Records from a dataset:
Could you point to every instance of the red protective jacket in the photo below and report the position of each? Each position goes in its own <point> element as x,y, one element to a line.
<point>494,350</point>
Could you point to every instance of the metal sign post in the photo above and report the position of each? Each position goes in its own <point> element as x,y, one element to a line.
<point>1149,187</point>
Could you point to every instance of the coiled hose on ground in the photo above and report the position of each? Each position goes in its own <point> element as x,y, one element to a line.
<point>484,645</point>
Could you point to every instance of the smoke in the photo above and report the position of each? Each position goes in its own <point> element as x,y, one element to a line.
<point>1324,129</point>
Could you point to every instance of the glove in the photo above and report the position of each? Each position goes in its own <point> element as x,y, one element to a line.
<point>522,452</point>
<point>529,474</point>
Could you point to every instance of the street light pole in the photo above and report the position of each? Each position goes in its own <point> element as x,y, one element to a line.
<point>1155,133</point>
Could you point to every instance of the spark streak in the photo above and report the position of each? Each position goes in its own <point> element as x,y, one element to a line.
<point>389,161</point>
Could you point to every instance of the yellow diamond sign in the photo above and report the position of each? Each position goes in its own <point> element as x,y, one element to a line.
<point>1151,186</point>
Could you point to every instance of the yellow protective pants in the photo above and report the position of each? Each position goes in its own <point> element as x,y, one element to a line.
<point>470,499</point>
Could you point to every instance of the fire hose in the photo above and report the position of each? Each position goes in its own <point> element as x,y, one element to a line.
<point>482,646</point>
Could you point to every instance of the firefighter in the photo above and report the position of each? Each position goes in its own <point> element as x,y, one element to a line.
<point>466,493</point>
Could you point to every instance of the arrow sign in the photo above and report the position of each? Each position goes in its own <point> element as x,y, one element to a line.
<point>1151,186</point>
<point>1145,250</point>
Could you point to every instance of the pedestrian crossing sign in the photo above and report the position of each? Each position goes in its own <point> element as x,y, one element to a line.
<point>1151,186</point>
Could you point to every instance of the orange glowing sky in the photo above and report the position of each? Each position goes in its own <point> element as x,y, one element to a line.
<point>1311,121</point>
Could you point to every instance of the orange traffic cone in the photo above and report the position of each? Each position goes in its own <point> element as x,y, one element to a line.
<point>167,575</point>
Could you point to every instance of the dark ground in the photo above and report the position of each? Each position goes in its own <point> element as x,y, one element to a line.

To do:
In the entries above, copy the lines from the one that contains "Could you point to every instance of the orange traffic" through the last line, exactly as they appear.

Response below:
Could you point to every instance of the orange traffic cone in the photo above and report the position of each? Each position goes in its own <point> element as x,y, one element to a line.
<point>167,575</point>
Could you point to every instance of the dark ground in the photo above and report the position of each? Each position goes in its own <point> element as x,y, one element to a line.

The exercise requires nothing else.